> [Exercise instructions] If a line in the data below holds the word "dark", copy it.

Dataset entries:
******************************

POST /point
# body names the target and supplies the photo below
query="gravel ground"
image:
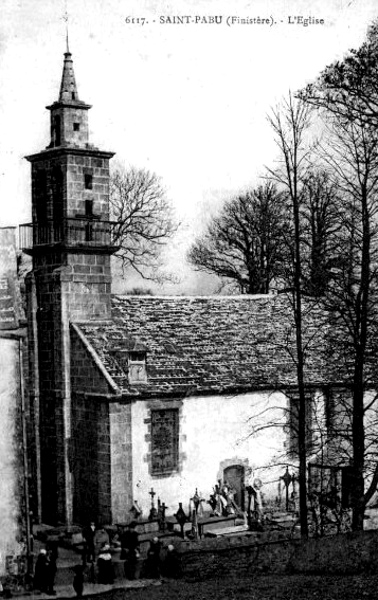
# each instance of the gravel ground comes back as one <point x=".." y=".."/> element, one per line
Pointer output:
<point x="286" y="587"/>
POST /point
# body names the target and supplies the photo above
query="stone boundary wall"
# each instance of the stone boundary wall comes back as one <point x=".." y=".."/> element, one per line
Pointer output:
<point x="247" y="555"/>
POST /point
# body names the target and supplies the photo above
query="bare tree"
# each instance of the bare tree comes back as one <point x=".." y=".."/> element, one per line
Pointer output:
<point x="244" y="243"/>
<point x="144" y="220"/>
<point x="349" y="88"/>
<point x="290" y="123"/>
<point x="320" y="222"/>
<point x="352" y="297"/>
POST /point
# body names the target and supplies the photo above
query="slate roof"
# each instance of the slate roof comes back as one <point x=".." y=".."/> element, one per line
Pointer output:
<point x="203" y="344"/>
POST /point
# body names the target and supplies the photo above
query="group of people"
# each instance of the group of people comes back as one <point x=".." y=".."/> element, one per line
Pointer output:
<point x="45" y="570"/>
<point x="97" y="552"/>
<point x="128" y="540"/>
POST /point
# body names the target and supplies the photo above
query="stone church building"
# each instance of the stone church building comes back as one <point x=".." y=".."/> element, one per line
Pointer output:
<point x="138" y="392"/>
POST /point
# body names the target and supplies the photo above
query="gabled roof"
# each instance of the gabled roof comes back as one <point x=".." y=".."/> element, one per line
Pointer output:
<point x="194" y="345"/>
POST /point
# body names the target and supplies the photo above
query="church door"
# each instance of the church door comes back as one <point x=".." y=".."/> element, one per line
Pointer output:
<point x="234" y="477"/>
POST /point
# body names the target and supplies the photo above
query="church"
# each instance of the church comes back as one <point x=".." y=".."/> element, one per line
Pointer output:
<point x="139" y="394"/>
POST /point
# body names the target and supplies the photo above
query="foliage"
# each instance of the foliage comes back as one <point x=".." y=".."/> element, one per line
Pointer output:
<point x="349" y="88"/>
<point x="244" y="243"/>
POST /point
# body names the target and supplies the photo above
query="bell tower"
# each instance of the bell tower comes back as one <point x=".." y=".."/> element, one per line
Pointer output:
<point x="70" y="240"/>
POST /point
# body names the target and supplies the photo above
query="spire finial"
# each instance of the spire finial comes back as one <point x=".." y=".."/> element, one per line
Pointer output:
<point x="65" y="18"/>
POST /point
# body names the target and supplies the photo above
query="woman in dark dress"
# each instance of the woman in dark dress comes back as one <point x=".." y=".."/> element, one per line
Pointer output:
<point x="105" y="565"/>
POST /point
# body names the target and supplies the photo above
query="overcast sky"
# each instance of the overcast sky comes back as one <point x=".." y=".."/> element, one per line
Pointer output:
<point x="188" y="101"/>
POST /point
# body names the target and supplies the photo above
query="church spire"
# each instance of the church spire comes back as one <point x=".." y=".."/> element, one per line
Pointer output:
<point x="68" y="90"/>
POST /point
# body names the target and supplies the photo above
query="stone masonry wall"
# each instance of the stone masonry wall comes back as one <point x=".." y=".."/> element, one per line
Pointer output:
<point x="249" y="555"/>
<point x="121" y="461"/>
<point x="90" y="446"/>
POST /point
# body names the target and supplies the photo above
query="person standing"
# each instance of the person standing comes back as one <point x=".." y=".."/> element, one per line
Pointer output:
<point x="89" y="542"/>
<point x="153" y="559"/>
<point x="52" y="555"/>
<point x="78" y="582"/>
<point x="105" y="565"/>
<point x="130" y="550"/>
<point x="41" y="571"/>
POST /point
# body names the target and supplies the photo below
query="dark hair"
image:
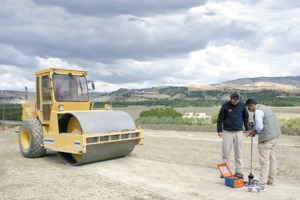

******************************

> [Task output]
query="woman in dark dress"
# each instance of the woman in dark dress comes back as one <point x=".." y=".."/> element, one per line
query="dark hair"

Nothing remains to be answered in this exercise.